Your objective:
The output must start at the line containing "Place one dot per instance of the wooden" in the records below and stop at the last line, matching each line exactly and leaving out every picture.

Data records:
-- -- --

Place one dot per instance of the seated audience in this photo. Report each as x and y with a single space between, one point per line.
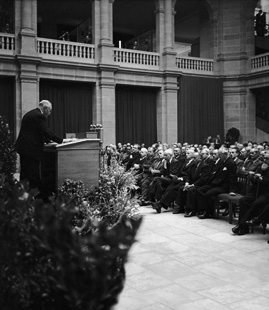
172 169
222 180
255 200
132 158
199 178
177 181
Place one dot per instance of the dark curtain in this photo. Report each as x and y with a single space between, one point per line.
71 106
200 109
136 120
262 108
7 106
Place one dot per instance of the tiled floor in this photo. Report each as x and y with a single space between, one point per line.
192 264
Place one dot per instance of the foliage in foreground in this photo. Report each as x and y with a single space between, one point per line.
105 204
46 264
7 152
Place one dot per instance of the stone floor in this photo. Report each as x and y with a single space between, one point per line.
193 264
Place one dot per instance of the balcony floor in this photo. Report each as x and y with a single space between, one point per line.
188 263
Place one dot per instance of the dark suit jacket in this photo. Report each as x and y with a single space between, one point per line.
201 173
225 175
132 159
33 134
173 167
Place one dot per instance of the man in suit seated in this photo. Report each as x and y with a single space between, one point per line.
223 179
255 201
133 157
171 170
199 178
251 163
176 183
155 169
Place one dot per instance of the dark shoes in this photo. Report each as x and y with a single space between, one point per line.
240 230
189 214
204 215
157 206
226 212
177 209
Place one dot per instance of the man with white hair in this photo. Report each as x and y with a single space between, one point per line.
223 179
33 134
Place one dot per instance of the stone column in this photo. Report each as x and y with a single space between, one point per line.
168 53
105 45
96 12
27 32
168 25
159 12
106 108
167 110
27 91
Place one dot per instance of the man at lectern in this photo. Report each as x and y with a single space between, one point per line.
29 145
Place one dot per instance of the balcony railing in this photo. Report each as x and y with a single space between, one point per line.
260 62
7 43
136 59
196 65
57 49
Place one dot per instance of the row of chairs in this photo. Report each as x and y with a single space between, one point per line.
243 185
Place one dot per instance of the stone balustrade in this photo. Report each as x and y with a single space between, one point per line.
260 62
136 58
49 48
191 64
74 51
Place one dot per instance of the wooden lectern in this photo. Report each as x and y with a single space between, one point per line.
76 160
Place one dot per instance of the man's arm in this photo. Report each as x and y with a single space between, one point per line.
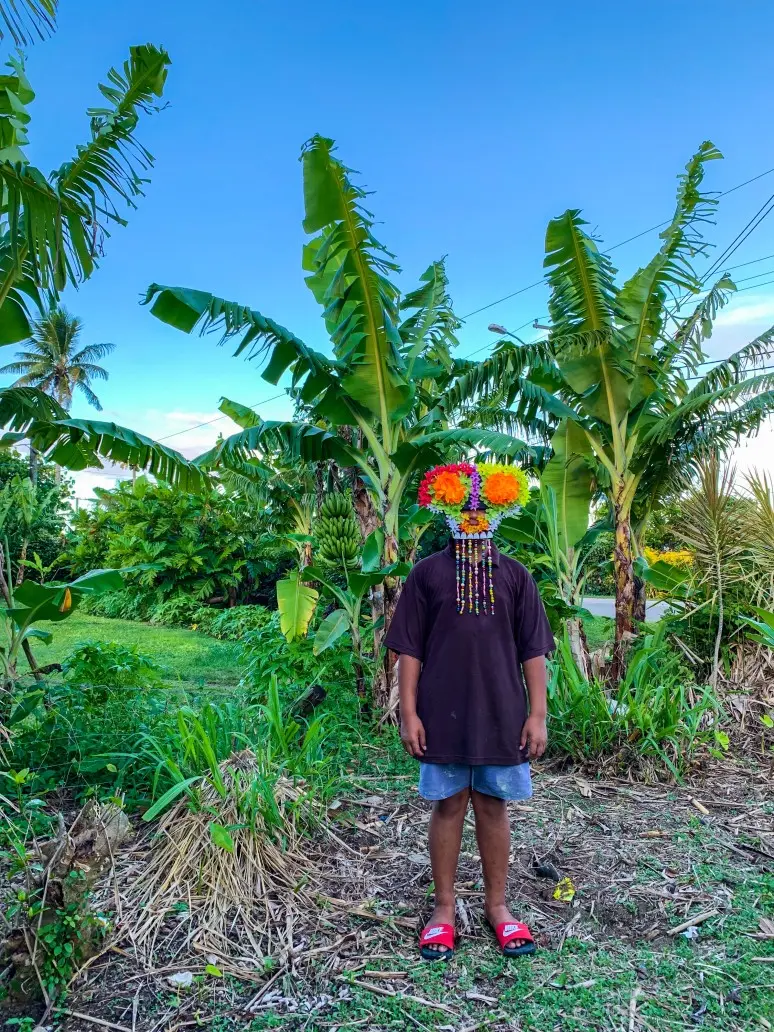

-- -- --

Exercise answer:
Place one dot per instance of the wooden lectern in this photo. Report each as x and y with a single space between, one point per line.
76 160
Place one dot per instance of the man's arm in this photo. Report each as x and y with a single space between, one point per line.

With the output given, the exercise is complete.